● **Consigna 1**
Responde con base en el artículo sobre la corrupción administrativa:
(a) Según el artículo, ¿qué dos cualidades tienen los gobiernos nórdicos por ser más transparentes?
(b) ¿Qué tres costumbres comparten los uruguayos con los argentinos?
(c) ¿Qué tipo de cultura han forjado y consolidado los países del norte de Europa?
● **Consigna 2**
Transcribe sin cambios el fragmento del artículo sobre la corrupción administrativa que empieza en las palabras "La explicación del" y termina después de "por los ciudadanos.".
··· Fragmento del artículo
Por Hugo Quintana * | Claves para superar una administración corrupta
¿Qué es lo que hace que los gobiernos y las administraciones públicas de los países escandinavos sean más transparentes que sus pares de las naciones de América Latina y, muy en particular, de la Argentina? ¿Por qué nada huele a podrido en Dinamarca? Como los gobiernos nórdicos son más transparentes, resultan, a la vez, menos corruptos y más eficientes.
¿La explicación hay que radicarla en la etnia, la anatomía del cerebro, las creencias espirituales, las leyes jurídicas, el relieve terrestre, el clima? No creo ni que la raza, la religión, la conexión neuronal, la normativa, las montañas, las isotermas, todas en conjunto o algunas de ellas en especial, hagan la gran diferencia en esa materia.
Pero no es necesario irse hasta la península escandinava para hacer comparaciones conductuales que nos desfavorezcan. Basta con cruzar a la otra orilla del Plata y encontrar allí gobiernos que tienen notoriamente mejor puntuación que los nuestros en el ranking mundial de la transparencia. Y entonces sí que debemos descartar de plano cualquier explicación de tipo étnico, climático y/u orográfico. Los uruguayos, como nosotros, tienen una tradición tanguera, toman mate y gustan del fútbol. Ni siquiera puede decirse que tengan mejores leyes, mejores sistemas de información y gestión y recursos humanos técnica y profesionalmente más capacitados.
La explicación del gran desempeño de aquellos países del norte de Europa es que han conseguido forjar y consolidar una cultura intolerante con el fraude a todos los niveles, empezando por la clase política y terminando por los ciudadanos.
······
··· Datos proporcionados
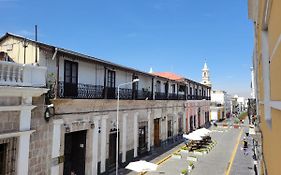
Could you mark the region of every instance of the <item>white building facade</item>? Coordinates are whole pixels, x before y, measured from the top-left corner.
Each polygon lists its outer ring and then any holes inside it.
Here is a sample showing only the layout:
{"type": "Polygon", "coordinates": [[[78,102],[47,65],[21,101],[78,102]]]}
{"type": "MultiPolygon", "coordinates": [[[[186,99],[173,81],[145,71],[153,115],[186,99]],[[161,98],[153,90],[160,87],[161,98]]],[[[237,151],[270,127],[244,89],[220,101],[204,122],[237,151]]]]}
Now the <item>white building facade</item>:
{"type": "Polygon", "coordinates": [[[46,72],[45,67],[0,61],[1,174],[28,175],[30,160],[40,156],[34,154],[34,121],[44,120],[40,96],[48,91],[46,72]]]}
{"type": "MultiPolygon", "coordinates": [[[[108,174],[115,168],[117,144],[122,166],[180,142],[182,133],[209,122],[211,88],[201,83],[155,76],[12,34],[0,39],[0,49],[14,62],[37,60],[47,68],[50,92],[42,105],[53,104],[54,111],[50,120],[38,121],[42,128],[35,138],[48,142],[31,146],[48,146],[44,161],[32,156],[27,161],[40,167],[37,174],[108,174]],[[29,43],[25,59],[23,41],[29,43]],[[133,79],[139,82],[120,88],[117,129],[117,86],[133,79]],[[43,126],[48,132],[41,131],[43,126]]],[[[28,171],[36,170],[29,166],[28,171]]]]}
······
● **Respuesta 1**
(a) Son menos corruptos y más eficientes.
(b) Tienen una tradición tanguera, toman mate y gustan del fútbol.
(c) Una cultura intolerante con el fraude a todos los niveles, desde la clase política hasta los ciudadanos.

● **Respuesta 2**
La explicación del gran desempeño de aquellos países del norte de Europa es que han conseguido forjar y consolidar una cultura intolerante con el fraude a todos los niveles, empezando por la clase política y terminando por los ciudadanos.